(Entries from a point annotation set)
--- BEGIN ---

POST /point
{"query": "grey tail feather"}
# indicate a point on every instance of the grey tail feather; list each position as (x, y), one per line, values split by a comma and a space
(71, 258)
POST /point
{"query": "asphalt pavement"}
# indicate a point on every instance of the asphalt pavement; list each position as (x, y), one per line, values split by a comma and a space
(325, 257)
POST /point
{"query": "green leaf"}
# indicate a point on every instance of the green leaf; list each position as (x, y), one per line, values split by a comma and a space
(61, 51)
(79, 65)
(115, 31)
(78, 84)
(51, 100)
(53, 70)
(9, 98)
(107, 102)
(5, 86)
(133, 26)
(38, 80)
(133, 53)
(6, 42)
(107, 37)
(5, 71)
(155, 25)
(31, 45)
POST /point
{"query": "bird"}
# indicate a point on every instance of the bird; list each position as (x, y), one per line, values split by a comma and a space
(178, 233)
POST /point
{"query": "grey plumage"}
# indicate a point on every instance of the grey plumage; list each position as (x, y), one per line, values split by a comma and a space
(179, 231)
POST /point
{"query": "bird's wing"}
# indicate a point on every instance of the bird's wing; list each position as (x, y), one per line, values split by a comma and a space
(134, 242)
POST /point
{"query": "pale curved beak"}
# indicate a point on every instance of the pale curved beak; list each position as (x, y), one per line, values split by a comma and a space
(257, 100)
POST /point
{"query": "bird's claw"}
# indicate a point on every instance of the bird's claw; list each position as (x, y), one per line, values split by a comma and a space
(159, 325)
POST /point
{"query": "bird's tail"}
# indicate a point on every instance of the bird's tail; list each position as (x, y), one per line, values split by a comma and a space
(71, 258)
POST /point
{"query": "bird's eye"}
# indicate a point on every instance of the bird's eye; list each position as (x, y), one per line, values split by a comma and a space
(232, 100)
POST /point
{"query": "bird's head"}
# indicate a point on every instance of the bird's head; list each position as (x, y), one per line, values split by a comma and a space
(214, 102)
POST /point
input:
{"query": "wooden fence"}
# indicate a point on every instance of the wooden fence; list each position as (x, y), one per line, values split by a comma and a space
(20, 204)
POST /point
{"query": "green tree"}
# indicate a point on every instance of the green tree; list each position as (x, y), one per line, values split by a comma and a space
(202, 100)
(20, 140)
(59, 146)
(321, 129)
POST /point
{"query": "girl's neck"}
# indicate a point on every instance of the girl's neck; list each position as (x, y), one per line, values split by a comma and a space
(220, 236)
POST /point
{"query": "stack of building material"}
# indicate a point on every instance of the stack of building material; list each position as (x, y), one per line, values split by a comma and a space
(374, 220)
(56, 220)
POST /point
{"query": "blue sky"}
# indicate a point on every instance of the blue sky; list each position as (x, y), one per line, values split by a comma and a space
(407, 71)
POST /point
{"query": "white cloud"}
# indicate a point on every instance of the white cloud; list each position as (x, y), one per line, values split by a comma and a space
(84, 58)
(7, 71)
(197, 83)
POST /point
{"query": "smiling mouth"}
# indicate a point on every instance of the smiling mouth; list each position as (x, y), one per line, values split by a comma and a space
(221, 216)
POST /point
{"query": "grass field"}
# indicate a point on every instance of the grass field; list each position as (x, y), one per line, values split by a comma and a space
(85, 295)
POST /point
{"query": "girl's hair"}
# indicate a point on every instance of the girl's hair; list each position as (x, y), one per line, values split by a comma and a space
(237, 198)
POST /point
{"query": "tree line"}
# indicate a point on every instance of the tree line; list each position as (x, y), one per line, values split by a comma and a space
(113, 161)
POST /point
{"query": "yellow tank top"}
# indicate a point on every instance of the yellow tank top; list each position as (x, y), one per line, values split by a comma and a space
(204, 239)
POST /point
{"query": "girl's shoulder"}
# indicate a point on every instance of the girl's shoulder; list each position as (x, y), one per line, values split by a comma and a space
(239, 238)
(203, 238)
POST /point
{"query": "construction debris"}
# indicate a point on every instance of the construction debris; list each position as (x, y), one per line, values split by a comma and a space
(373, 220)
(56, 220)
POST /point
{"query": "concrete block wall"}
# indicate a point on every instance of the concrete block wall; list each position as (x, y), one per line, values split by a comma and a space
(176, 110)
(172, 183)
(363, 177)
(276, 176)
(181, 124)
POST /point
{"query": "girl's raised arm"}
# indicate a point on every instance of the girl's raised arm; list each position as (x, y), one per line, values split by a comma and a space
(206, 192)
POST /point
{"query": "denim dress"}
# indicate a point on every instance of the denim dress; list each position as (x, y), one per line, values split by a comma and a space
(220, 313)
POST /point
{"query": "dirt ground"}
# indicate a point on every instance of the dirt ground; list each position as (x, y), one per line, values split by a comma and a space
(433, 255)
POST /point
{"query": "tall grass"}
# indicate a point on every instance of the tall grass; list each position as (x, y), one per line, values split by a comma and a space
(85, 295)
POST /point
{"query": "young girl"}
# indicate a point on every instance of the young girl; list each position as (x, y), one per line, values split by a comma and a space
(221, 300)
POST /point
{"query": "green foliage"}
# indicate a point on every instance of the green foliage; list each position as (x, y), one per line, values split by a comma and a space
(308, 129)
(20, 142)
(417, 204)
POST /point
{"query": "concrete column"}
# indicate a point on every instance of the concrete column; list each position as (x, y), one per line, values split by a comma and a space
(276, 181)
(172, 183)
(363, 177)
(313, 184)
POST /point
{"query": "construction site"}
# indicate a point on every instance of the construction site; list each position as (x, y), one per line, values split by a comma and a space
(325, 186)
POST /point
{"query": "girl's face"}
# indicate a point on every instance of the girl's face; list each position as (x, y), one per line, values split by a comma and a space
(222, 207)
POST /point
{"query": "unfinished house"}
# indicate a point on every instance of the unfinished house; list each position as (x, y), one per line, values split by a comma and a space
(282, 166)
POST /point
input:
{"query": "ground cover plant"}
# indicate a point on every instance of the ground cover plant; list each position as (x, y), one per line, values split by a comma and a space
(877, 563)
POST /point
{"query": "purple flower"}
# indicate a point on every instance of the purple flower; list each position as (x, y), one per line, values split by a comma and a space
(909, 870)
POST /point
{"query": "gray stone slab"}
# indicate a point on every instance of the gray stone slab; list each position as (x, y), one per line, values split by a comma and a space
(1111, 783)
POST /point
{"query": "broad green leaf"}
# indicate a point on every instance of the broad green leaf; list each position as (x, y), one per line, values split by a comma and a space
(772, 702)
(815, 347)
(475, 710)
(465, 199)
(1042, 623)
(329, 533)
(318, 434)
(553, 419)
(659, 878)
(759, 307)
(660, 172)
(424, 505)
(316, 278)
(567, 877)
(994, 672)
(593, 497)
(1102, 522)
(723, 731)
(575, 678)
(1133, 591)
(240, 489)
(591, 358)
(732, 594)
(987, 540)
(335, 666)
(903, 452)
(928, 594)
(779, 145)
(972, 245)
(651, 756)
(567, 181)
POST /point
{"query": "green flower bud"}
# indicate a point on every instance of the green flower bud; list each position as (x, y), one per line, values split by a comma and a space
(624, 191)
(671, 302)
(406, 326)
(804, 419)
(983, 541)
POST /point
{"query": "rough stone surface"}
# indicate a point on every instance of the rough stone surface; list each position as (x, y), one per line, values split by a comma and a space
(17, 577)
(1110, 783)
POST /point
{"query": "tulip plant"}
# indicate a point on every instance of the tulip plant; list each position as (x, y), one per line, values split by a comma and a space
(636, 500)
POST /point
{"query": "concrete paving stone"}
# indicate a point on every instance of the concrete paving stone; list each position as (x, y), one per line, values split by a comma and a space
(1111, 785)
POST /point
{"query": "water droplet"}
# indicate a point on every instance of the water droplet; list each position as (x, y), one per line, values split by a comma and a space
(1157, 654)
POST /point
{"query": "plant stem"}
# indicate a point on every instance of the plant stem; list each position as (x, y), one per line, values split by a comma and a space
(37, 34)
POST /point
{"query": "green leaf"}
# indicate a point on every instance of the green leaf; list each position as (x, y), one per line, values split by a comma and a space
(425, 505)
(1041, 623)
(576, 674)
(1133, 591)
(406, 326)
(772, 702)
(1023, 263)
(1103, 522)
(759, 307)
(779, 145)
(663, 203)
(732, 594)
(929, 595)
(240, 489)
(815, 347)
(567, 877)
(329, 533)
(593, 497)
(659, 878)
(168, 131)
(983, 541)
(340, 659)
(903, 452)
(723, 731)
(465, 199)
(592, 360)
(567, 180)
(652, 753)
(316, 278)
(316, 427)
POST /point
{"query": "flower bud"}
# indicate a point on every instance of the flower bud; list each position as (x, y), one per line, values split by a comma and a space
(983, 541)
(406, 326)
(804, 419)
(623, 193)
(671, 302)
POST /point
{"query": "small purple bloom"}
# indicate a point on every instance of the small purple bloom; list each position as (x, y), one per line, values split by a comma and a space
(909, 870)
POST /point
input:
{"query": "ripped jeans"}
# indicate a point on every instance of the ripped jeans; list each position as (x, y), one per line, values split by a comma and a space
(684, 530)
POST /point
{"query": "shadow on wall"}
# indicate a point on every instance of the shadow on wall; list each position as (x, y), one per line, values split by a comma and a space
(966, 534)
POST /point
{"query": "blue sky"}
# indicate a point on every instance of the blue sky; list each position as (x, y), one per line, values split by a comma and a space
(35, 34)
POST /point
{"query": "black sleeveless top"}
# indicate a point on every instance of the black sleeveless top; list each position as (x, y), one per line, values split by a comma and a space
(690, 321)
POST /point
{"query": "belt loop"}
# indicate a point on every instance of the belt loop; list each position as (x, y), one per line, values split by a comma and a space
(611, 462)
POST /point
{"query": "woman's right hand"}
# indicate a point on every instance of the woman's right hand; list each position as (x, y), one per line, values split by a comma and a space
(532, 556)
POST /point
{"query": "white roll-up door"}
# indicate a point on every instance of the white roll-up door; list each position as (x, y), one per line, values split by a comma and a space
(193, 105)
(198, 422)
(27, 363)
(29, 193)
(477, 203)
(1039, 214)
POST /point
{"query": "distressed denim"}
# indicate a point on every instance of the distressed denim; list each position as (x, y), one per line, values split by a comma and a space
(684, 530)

--- END ---

Locate each line above that contains the string "gray" and copy it out, treating uppercase and lowercase as different.

EXERCISE RESULT —
{"query": "gray stone slab"}
# indicate a point on every instance of the gray stone slab; list each position as (x, y), one per line, values split by a comma and a space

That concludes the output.